§ Verilen metin:
╭──

21 Ocak 2010 Perşembe

Hiç güzel hareketler değil bunlar

Serdar Turgut'u tanır mısınız?
Bir ara Hürriyet'te yazıyordu. Siyaset, ekonomi, life-style... özel bir konuya/tarza yoğunlaşmış değildi.
Bence yazıları acayip komikti.
Nükteli esprilerine, ince zekasına ve kalemine hayrandım.
Sürekli gözlerinin şehla olması ve karısı Rana ile ilgili harika espriler yapardı.
Hiçbir yazısını atladığımı, hiçbir yazısından sıkılıp yarım bıraktığımı bilmem.
Müptelasıydım.
Velhasılı Serdar Turgut okumak bir güzellikti benim için, kendim için.
Sonra Hürriyet'ten ayrıldı, Akşam'da yazmaya başladı.
"Akşam" sıklıkla okuduğum, kimi yazarlarını beğendiğim bir gazete olsa da diğerleri gibi günlük okuma alışkanlığım olduğunu söyleyebileceğim bir gazete değil.
Bir, iki derken baktım adamakıllı unutmuşum Serdar Turgut'u ve yazılarını.
Aralarda açıp okuduğumda da eski tadı vermez olmuş, anlaşılan birşeyler gitmiş; ya o ya ben değişmişiz bu süre zarfında.
Boşuna dememişler gözden uzak, gönülden uzak diye...
Sonra 31 Ekim 2009'da köşesinde yazdığı bir yazıda "Kürt kızı Rojin'i dağa kaldırıp seks kölesi yaparım" dedi ve tüm şimşekleri üzerine çekti.
Olmadı, bu laf ona yakışmadı.

╰──

§ Sağlanan öğeler:
╭──

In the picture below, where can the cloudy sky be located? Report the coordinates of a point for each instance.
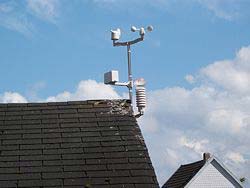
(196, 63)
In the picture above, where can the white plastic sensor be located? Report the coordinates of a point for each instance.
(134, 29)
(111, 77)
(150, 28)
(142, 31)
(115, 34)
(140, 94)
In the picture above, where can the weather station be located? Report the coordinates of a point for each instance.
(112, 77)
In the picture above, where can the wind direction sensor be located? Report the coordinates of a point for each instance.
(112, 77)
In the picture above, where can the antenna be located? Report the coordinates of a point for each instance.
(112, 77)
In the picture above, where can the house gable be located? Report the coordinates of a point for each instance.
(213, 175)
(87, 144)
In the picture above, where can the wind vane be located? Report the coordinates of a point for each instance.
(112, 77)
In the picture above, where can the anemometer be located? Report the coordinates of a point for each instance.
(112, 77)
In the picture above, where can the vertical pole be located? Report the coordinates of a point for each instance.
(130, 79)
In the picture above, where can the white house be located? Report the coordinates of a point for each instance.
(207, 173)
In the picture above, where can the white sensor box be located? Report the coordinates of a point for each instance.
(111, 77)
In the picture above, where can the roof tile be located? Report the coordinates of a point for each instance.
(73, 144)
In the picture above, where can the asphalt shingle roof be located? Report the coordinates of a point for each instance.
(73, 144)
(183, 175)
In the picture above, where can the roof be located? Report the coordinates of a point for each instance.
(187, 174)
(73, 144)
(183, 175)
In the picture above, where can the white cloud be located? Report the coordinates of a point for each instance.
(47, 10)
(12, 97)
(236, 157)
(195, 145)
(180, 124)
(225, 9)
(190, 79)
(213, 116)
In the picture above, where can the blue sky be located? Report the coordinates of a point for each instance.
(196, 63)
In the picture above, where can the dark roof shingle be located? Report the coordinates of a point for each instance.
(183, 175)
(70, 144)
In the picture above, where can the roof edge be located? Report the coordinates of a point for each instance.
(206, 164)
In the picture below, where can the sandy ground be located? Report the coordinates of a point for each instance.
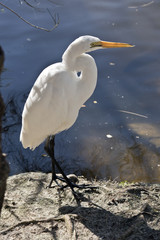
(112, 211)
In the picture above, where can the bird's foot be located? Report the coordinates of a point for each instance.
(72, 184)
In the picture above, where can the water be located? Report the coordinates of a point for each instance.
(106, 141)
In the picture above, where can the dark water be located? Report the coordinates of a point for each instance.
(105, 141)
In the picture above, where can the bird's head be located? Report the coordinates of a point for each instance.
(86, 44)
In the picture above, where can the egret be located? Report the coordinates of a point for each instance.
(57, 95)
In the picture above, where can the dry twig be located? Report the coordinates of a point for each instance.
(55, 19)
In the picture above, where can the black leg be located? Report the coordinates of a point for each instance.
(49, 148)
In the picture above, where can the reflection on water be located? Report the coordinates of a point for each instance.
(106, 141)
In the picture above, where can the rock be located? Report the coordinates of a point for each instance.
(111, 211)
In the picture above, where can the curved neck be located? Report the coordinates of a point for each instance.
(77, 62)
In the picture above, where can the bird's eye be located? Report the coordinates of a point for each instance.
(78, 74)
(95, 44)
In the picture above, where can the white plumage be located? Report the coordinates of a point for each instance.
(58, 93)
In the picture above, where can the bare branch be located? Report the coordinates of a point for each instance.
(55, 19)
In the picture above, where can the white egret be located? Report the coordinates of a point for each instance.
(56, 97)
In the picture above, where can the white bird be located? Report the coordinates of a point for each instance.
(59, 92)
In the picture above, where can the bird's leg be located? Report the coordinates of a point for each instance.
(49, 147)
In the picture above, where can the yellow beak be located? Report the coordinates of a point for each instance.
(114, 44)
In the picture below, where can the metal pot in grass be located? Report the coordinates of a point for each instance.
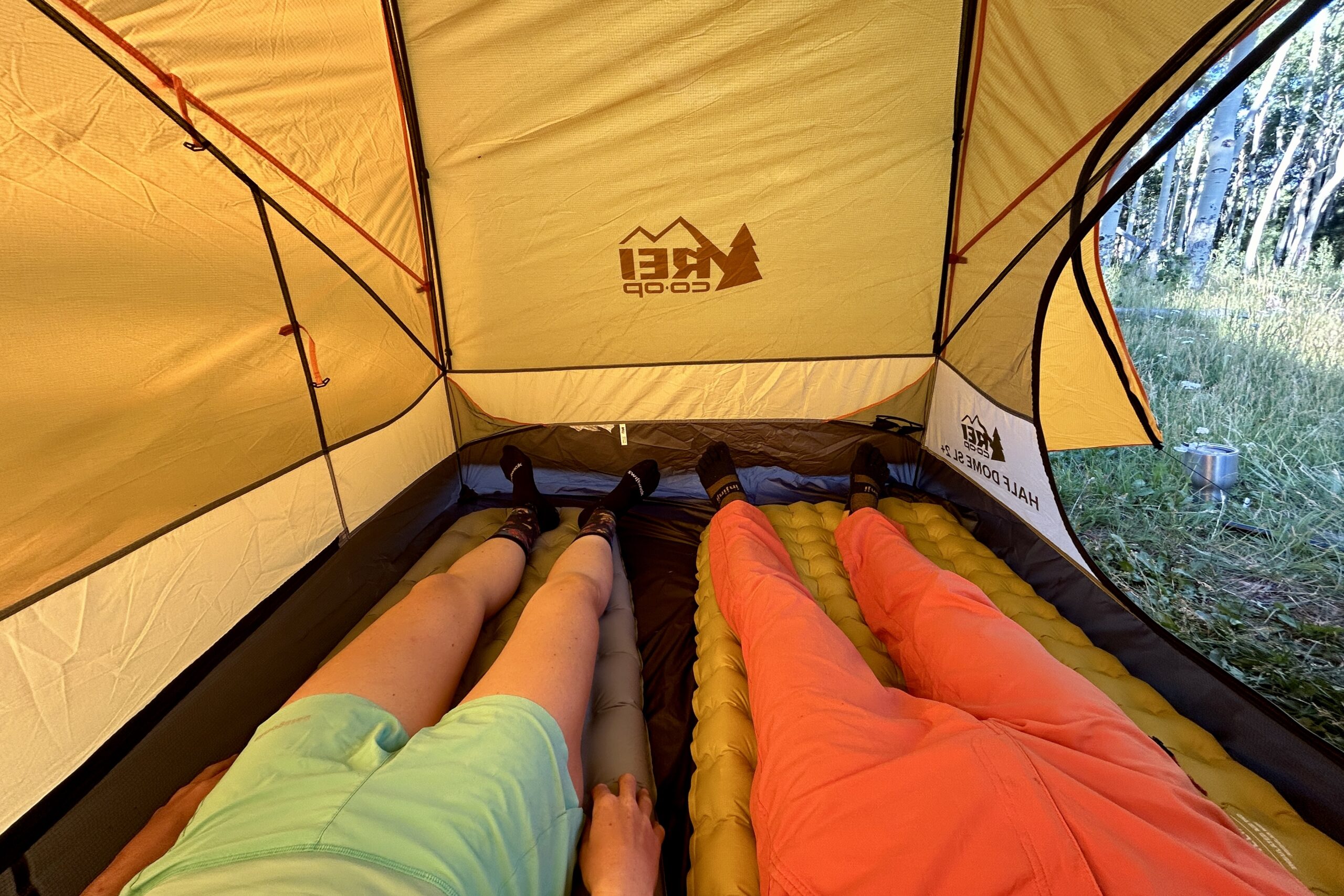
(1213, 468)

╰──

§ Talimatınız:
Serdar Turgut hakkındaki yazının "Velhasılı Serdar Turgut" ile "bir gazete değil." arasındaki kısmını, ikisi de dahil, "güzellikti" ifadesini "keyifti" ile değiştirerek yeniden yazın. Öğelerin bu işte hiçbir rolü yok.

§ Sonuç aşağıda:
Velhasılı Serdar Turgut okumak bir keyifti benim için, kendim için.
Sonra Hürriyet'ten ayrıldı, Akşam'da yazmaya başladı.
"Akşam" sıklıkla okuduğum, kimi yazarlarını beğendiğim bir gazete olsa da diğerleri gibi günlük okuma alışkanlığım olduğunu söyleyebileceğim bir gazete değil.